_EXTRACT PROVIDED:_
▽

Where some believe life to have been created by a higher being, Cox sees it in more black and white terms. "Living things can be explained by the laws of physics," he says, "the very same laws that explain the falling of the rain."
Despite this, physicians are still baffled by the existence of John McCririck.
Cox accepts though, that some things that don't quite appear to add up. For instance, while dead stuff decomposes, "how can it be that a living organism avoids decay?" Clearly he hasn't clapped eyes on Princess Anne for a while.
To get his ideas across, Cox tries to incorporate familiar objects. At one stage, for example, he tried to explain changes in energy by showing thermal images of a chicken. "The chicken," he said, "is radiating disorder out into the wider universe." I've no idea what he meant but, if that's their game, I don't feel quite so bad about eating them.

△

_MATERIAL PROVIDED:_
▽

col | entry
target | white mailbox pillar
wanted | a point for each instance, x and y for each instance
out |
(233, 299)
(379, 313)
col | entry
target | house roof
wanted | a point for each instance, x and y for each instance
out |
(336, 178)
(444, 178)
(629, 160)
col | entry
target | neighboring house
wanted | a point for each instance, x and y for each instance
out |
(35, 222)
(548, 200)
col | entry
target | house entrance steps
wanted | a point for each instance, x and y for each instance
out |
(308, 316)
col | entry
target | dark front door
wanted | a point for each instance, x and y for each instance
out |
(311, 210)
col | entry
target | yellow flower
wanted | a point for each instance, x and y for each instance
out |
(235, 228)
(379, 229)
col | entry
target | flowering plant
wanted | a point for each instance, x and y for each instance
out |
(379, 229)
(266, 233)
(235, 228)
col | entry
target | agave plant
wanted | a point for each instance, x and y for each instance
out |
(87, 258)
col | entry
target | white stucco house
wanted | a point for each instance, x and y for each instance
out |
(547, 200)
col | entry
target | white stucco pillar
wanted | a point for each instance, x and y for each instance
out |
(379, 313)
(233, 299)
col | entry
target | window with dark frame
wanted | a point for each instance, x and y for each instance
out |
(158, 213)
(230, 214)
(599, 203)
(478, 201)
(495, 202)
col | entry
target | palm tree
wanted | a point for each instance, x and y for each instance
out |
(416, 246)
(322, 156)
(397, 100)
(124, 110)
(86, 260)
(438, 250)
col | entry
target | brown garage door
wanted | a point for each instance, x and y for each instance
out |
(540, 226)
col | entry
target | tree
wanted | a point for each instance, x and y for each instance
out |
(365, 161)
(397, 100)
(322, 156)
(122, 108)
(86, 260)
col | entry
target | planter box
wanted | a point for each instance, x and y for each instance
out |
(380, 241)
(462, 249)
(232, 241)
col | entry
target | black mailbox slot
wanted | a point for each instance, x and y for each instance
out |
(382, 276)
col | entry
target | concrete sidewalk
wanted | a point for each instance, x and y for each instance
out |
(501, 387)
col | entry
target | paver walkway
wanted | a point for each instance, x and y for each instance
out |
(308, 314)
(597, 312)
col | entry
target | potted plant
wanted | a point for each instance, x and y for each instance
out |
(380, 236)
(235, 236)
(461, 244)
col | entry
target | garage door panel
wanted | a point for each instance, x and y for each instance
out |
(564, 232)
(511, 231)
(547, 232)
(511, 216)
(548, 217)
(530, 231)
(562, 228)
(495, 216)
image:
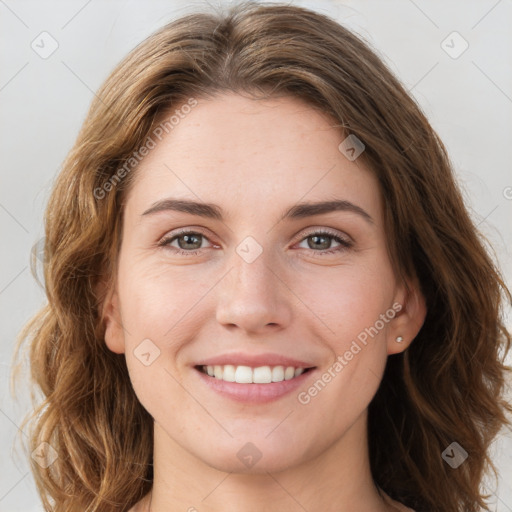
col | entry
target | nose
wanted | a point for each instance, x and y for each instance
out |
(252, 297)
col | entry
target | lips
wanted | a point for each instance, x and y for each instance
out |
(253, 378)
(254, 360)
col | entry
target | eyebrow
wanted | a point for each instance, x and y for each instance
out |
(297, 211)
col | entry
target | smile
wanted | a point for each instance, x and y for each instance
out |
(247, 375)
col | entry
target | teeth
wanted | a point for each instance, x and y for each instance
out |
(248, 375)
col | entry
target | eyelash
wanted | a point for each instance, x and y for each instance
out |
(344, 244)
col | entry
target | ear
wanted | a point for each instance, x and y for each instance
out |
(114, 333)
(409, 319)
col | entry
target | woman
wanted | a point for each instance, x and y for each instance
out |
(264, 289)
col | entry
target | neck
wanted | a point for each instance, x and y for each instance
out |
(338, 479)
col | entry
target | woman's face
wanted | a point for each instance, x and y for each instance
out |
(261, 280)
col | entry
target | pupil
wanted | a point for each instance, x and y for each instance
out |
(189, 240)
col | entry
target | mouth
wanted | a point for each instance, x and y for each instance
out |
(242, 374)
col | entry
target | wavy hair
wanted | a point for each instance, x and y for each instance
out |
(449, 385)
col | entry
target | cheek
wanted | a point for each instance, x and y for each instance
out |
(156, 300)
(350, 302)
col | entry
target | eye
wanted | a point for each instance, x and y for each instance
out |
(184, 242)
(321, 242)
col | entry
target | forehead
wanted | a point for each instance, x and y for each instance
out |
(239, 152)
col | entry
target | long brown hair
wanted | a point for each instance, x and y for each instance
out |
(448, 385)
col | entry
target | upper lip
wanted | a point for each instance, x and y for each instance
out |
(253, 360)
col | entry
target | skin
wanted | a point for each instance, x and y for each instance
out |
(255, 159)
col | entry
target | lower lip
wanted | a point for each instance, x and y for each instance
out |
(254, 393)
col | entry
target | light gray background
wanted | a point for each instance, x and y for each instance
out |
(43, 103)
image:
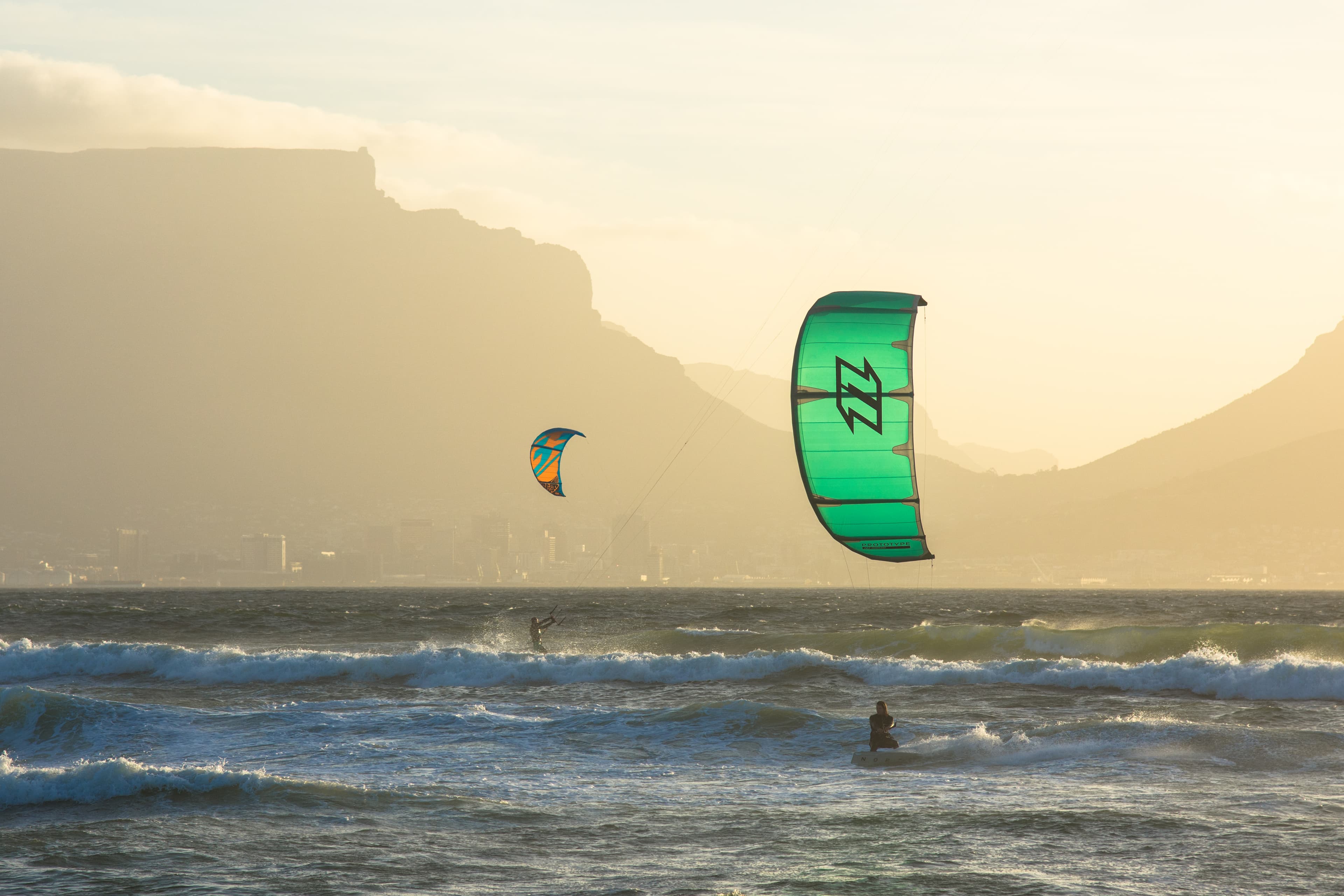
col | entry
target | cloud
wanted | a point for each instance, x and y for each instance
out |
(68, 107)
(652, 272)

△

_EXERCISE REQUIREMENTS:_ Could you resume the piece on Cox and the physics of life, picking up after its last sentence? The lines come from a different source than the piece on Cox and the physics of life.

_RESPONSE:_
Later Cox performed a neat trick where he isolated his DNA with washing-up liquid, salt, and vodka. "In that cloudy innocuous looking solid," he revealed, "are the instructions to build a human." For Loose Women presenters, double the vodka.
"We're connected," he stated, "to every single thing that has ever lived." Surely not the dung beetle.
"Life," he concluded, "is not a thing, it's a collection of chemical processes." So there you have it. Our precious existence. Nought more than de-scaling the kettle.